▶ **WHAT TO WORK ON**
From the listing below, work out the number of lines containing "woven" and give that number without comment.

BEGIN

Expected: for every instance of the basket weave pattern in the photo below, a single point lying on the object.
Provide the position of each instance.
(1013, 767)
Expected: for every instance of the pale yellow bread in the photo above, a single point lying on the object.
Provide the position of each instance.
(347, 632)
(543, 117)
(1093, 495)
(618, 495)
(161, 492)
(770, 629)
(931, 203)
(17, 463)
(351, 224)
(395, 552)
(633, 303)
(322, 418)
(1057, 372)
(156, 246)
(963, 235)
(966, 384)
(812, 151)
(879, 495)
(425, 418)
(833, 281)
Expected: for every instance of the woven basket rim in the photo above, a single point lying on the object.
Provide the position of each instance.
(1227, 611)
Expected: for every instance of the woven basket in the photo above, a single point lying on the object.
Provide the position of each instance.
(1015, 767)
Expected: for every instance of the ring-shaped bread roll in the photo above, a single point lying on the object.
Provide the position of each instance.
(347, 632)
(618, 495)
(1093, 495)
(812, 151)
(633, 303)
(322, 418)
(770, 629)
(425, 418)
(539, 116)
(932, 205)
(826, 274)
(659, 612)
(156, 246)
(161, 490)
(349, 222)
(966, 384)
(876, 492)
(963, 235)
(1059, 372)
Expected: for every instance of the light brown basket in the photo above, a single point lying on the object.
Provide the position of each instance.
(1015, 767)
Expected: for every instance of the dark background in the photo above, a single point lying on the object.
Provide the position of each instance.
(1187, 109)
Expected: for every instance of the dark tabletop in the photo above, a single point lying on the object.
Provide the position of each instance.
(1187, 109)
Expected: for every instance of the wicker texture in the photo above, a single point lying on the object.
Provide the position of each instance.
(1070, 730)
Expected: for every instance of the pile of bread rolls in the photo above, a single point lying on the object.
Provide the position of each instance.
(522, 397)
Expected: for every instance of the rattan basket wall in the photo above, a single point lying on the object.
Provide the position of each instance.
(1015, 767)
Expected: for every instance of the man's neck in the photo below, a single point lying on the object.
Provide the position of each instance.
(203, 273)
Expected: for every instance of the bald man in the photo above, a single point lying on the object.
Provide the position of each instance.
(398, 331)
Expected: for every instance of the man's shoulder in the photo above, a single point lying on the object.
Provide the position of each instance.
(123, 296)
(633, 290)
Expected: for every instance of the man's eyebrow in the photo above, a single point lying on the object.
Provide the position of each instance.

END

▶ **RESPONSE AREA**
2